» **What is being asked**
Scan the material for the word "apricot" and return every matching line.

» **Data**
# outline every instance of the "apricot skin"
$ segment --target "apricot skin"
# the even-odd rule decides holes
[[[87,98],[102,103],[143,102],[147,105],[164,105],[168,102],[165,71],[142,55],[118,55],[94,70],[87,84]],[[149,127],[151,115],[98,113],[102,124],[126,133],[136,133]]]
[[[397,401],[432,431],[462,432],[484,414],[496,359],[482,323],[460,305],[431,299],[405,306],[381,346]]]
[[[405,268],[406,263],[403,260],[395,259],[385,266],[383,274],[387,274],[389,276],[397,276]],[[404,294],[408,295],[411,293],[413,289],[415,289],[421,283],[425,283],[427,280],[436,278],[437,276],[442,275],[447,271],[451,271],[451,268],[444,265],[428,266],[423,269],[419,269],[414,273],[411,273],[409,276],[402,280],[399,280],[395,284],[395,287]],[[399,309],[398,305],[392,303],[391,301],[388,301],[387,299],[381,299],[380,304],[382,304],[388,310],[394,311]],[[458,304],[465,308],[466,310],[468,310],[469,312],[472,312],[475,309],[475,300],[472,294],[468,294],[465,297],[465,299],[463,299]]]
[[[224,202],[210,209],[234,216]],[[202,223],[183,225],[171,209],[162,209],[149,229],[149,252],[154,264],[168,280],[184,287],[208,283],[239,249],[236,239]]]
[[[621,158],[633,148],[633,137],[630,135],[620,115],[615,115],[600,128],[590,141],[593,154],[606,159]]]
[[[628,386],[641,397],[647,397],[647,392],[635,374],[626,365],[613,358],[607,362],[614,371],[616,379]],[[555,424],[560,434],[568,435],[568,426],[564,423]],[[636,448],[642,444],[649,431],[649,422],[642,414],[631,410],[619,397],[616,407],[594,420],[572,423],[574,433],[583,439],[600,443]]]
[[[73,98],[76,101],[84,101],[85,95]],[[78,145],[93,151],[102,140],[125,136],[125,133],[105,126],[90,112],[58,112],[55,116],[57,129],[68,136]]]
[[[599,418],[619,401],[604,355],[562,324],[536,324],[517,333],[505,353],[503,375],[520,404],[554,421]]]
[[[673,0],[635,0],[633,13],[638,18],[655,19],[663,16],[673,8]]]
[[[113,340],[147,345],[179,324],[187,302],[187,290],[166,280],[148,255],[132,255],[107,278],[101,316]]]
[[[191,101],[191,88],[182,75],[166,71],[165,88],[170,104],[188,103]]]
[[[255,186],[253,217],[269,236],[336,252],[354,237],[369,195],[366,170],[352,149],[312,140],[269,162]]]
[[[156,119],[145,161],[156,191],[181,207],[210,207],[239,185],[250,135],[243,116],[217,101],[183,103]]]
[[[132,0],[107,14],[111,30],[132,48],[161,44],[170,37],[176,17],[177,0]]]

» **Solution to this task**
# outline every instance of the "apricot skin"
$ segment --target "apricot skin"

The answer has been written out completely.